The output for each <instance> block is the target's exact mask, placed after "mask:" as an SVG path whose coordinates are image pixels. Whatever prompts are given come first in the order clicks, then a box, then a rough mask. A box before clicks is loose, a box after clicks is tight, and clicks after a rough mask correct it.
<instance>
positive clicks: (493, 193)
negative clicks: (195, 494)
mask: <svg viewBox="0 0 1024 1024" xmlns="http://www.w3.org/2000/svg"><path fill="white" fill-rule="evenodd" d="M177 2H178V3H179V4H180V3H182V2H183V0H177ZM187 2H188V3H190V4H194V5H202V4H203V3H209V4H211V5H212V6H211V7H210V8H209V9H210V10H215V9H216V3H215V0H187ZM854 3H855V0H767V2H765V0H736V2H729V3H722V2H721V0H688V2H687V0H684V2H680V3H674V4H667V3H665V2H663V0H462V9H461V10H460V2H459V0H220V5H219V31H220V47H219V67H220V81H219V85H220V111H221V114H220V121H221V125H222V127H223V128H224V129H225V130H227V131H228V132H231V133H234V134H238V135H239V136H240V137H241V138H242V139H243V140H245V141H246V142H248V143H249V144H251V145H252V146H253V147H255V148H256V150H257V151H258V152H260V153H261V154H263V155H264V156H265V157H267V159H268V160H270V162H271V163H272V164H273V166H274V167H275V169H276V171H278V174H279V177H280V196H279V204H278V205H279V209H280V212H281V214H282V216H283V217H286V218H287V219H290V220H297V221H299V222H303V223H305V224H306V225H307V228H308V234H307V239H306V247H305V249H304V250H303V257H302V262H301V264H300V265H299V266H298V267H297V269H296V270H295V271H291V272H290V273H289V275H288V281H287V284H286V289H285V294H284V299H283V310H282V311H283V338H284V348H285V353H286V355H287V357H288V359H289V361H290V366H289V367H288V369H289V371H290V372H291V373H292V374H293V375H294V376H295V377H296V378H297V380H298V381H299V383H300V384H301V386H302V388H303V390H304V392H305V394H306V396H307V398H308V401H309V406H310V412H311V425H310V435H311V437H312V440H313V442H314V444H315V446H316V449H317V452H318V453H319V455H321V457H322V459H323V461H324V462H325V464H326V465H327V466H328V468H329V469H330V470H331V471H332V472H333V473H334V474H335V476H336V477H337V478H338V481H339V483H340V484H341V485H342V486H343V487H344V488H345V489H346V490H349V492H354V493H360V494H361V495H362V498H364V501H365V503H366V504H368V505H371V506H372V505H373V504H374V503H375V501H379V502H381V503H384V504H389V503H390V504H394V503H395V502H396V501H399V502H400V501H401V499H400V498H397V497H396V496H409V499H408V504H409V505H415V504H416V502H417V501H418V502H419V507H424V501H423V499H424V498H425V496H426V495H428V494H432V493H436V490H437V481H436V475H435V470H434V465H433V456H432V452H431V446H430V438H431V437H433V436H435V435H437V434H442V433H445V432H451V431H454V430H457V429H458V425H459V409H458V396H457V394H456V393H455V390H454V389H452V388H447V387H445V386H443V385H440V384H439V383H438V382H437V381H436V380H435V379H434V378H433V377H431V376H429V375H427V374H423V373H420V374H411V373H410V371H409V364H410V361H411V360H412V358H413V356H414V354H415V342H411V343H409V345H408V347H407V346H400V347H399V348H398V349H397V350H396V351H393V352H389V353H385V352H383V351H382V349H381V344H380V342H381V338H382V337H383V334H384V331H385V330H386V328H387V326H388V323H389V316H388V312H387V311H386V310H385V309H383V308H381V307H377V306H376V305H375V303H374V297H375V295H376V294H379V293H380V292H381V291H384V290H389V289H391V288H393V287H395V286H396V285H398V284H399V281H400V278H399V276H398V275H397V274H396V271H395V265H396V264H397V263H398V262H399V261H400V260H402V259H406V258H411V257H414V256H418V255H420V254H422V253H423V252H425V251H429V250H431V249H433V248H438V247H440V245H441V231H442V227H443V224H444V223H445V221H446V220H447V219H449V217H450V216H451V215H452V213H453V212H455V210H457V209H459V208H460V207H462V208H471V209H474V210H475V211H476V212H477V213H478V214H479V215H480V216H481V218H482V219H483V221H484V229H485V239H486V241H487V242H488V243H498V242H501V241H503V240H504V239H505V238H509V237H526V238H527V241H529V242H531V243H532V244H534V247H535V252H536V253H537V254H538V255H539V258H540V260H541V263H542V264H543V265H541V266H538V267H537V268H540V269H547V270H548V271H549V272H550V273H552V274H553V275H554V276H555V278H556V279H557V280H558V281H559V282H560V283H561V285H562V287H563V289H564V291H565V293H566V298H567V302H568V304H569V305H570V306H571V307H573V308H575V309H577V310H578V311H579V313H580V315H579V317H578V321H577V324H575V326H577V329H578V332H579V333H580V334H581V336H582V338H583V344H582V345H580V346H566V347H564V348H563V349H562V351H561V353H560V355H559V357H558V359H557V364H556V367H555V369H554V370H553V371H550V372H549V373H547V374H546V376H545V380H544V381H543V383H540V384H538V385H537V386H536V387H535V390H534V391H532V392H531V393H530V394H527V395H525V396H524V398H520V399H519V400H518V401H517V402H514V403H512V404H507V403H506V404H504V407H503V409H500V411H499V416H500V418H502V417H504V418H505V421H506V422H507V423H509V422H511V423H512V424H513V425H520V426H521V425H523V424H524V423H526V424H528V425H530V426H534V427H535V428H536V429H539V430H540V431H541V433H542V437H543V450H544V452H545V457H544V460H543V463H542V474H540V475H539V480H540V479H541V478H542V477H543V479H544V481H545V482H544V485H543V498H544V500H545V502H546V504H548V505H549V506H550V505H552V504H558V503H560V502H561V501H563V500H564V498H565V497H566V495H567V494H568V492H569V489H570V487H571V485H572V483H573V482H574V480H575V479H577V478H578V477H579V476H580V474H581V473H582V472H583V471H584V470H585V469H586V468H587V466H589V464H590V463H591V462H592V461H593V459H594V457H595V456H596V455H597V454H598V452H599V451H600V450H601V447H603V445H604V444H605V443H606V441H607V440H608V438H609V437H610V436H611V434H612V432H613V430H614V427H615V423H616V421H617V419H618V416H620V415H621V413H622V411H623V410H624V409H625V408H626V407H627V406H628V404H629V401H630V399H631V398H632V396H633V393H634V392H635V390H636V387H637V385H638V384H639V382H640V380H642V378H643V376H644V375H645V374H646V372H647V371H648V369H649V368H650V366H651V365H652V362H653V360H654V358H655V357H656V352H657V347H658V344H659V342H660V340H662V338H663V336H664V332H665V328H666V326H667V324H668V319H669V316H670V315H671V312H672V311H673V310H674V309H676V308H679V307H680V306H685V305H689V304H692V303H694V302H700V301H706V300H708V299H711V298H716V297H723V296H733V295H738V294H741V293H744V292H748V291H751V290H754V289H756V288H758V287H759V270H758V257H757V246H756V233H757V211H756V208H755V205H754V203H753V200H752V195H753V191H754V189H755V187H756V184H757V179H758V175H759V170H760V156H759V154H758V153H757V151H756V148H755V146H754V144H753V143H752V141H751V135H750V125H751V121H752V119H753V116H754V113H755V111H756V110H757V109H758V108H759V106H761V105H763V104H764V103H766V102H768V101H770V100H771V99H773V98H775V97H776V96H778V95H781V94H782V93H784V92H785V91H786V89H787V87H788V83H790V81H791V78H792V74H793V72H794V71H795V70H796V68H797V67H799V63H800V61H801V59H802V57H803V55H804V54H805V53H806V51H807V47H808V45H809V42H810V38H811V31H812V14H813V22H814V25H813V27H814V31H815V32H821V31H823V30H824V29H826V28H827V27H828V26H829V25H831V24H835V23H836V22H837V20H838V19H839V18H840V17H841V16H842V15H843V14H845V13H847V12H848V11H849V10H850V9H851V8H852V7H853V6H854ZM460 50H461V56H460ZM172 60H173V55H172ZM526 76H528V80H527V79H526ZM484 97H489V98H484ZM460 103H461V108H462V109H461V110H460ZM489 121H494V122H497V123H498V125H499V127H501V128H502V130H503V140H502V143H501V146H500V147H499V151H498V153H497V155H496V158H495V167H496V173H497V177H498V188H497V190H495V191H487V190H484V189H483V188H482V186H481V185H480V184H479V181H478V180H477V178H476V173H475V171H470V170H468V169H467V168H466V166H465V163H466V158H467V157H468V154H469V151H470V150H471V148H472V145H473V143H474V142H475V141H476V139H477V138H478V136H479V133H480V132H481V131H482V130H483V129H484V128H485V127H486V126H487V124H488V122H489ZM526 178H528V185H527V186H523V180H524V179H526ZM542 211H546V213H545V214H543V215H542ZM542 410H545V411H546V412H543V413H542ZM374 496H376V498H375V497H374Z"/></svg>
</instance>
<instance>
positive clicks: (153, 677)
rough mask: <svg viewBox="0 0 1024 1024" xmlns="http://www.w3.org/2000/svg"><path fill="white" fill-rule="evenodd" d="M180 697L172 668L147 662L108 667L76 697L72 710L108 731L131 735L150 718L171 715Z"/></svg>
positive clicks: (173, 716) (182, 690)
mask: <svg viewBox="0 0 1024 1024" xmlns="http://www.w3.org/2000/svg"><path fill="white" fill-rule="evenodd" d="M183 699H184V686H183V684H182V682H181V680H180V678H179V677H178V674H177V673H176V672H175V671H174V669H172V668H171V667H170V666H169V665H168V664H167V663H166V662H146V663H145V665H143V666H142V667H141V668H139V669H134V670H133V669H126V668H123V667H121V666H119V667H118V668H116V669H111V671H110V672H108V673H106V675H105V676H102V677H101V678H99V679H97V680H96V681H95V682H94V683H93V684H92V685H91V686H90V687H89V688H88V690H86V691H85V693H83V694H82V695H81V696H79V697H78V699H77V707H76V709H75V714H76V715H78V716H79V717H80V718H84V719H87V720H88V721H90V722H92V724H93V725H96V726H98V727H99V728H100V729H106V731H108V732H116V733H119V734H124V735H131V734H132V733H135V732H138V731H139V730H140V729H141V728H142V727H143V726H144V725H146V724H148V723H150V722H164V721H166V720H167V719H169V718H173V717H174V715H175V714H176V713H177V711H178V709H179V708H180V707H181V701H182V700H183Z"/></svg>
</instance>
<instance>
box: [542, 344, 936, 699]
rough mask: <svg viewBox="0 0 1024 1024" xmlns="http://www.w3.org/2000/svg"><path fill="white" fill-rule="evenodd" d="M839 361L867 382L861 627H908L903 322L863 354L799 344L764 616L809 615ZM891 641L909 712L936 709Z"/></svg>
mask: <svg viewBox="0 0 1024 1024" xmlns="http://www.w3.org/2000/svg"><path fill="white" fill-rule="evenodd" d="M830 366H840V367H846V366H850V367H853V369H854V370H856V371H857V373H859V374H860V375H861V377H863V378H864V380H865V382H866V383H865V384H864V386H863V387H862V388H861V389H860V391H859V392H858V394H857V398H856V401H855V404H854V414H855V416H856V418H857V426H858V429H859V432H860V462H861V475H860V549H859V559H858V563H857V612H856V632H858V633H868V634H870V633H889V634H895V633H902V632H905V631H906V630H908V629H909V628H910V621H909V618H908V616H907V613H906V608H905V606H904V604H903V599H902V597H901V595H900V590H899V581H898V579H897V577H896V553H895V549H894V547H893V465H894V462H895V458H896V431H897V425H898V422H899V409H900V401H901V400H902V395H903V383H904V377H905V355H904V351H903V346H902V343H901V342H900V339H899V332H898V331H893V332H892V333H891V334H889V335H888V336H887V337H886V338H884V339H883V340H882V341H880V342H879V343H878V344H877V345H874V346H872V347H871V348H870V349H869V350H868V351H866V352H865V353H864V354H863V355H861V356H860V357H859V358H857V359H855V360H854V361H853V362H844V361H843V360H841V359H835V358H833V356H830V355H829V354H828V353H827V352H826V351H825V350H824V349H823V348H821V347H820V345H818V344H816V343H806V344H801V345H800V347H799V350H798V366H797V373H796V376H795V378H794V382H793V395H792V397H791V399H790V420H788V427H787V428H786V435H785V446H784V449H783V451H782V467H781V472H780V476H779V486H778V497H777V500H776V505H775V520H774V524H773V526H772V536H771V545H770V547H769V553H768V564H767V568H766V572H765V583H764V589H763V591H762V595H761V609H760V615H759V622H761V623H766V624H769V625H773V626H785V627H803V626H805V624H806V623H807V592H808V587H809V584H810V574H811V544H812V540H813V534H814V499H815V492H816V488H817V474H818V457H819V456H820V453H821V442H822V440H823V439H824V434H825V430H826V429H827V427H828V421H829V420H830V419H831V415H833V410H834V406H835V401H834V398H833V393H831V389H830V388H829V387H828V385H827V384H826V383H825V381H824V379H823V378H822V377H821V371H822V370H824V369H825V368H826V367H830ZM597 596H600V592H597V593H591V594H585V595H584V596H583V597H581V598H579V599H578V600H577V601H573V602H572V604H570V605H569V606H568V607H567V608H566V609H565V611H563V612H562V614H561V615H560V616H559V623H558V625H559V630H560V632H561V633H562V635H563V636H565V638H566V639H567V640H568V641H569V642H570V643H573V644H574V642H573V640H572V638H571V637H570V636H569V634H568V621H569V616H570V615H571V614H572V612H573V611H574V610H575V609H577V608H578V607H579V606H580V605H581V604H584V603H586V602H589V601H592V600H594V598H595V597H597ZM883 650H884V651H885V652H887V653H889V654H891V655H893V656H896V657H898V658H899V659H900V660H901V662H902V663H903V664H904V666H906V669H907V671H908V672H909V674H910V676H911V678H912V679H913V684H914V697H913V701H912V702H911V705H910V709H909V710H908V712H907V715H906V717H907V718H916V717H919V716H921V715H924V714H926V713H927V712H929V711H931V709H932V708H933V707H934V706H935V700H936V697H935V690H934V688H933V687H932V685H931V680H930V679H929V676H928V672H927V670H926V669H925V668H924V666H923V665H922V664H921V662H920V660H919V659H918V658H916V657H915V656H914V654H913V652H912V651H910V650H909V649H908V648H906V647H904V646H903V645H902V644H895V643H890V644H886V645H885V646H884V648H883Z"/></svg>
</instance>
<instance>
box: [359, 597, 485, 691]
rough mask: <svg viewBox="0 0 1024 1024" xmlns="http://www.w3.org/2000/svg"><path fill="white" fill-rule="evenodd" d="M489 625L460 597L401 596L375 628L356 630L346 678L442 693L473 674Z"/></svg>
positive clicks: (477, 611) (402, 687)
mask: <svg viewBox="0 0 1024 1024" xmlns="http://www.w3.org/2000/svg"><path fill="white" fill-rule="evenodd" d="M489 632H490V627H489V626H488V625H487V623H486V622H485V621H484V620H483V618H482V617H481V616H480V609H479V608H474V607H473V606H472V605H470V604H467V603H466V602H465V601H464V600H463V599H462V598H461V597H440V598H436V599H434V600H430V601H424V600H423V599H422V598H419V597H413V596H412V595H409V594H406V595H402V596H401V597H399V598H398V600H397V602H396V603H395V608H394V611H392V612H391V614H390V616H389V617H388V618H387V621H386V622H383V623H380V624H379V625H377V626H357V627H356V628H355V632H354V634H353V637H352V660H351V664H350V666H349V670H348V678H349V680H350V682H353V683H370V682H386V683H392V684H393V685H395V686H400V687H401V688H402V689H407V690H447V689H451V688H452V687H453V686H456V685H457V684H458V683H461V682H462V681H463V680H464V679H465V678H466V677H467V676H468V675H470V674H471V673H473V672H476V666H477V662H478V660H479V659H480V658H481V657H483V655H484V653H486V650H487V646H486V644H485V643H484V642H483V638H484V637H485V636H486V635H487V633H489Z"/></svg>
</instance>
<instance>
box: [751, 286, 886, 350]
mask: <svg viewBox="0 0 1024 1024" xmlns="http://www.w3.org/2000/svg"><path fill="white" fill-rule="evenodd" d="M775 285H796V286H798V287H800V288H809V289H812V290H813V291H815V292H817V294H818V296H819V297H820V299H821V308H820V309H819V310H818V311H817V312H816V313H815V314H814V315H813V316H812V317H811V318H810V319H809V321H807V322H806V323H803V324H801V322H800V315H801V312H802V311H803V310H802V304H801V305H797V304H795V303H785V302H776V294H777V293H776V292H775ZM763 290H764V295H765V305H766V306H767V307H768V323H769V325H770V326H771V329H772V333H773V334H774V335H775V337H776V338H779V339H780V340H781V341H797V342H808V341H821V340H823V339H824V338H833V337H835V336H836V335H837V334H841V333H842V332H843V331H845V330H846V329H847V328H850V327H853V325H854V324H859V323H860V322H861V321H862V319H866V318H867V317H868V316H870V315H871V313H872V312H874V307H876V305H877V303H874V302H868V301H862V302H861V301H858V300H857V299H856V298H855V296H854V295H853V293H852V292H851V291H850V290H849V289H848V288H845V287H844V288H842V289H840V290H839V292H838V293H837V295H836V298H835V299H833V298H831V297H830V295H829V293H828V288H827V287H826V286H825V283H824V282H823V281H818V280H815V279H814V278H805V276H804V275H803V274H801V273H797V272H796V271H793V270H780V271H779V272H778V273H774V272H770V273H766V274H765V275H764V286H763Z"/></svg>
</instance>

-*-*-

Job item - Swap "rough mask" for "coarse mask" in the items, starting at their first line and stopping after the line that contains "negative clicks: (195, 494)". Reproduce those lines with everything else unchanged.

Problem solution -
The output for each <instance> block is the target's exact mask, placed after "mask:" as an SVG path whose coordinates are image pixels. Whatever prompts are given come first in the order clicks, then a box, then a coarse mask. A box before clicks is loose, a box after clicks is tight, and clicks after a coarse mask correct it.
<instance>
positive clicks: (493, 193)
negative clicks: (195, 494)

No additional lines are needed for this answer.